>> start Records supplied

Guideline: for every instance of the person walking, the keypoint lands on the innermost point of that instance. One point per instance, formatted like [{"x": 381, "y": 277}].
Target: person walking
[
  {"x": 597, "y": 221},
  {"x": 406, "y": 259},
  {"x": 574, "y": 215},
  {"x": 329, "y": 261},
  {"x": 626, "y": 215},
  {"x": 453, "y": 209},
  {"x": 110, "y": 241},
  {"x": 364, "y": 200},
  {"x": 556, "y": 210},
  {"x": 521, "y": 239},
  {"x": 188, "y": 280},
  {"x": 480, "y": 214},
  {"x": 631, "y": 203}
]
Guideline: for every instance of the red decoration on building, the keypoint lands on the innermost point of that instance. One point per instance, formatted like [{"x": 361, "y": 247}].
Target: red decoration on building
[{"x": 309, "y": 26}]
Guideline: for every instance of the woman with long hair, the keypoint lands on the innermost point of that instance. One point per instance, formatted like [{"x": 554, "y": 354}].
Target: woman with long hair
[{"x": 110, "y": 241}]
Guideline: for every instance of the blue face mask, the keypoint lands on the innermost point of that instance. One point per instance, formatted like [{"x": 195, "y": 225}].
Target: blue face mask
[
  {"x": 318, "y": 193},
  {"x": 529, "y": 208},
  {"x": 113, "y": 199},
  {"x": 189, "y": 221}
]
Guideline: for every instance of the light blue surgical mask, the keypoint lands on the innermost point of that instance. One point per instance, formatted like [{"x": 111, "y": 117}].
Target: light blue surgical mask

>> end Records supplied

What you are asked to do
Output each record precisely as given.

Right answer
Guideline: for every instance of the person walking, the keypoint lands on the innermost point of that instance. One point per instance, formatted like [{"x": 381, "y": 277}].
Target: person walking
[
  {"x": 597, "y": 221},
  {"x": 406, "y": 259},
  {"x": 574, "y": 215},
  {"x": 329, "y": 261},
  {"x": 626, "y": 215},
  {"x": 453, "y": 209},
  {"x": 110, "y": 241},
  {"x": 364, "y": 200},
  {"x": 556, "y": 210},
  {"x": 521, "y": 239},
  {"x": 188, "y": 280},
  {"x": 480, "y": 214},
  {"x": 631, "y": 203}
]
Guideline: for every instance of the red decoration on building, the keypoint lands on the innermost point of that instance. One point per instance, formatted like [{"x": 361, "y": 247}].
Target: red decoration on building
[{"x": 309, "y": 26}]
Guideline: for every instance of the woman with long hair, the keypoint lands on the innermost point of that instance. One point per instance, formatted like [{"x": 554, "y": 354}].
Target: woman with long hair
[{"x": 110, "y": 241}]
Guideline: for every instance of the blue face mask, the keypoint lands on the innermost point of that instance. One point per instance, formatted like [{"x": 195, "y": 225}].
Target: blue face mask
[
  {"x": 318, "y": 193},
  {"x": 529, "y": 208},
  {"x": 113, "y": 199},
  {"x": 189, "y": 221}
]
Guideline: for every instance of the light blue surgical mask, the keypoint lands on the innermost point of that instance. One point per instance, formatted like [{"x": 111, "y": 117}].
Target: light blue surgical mask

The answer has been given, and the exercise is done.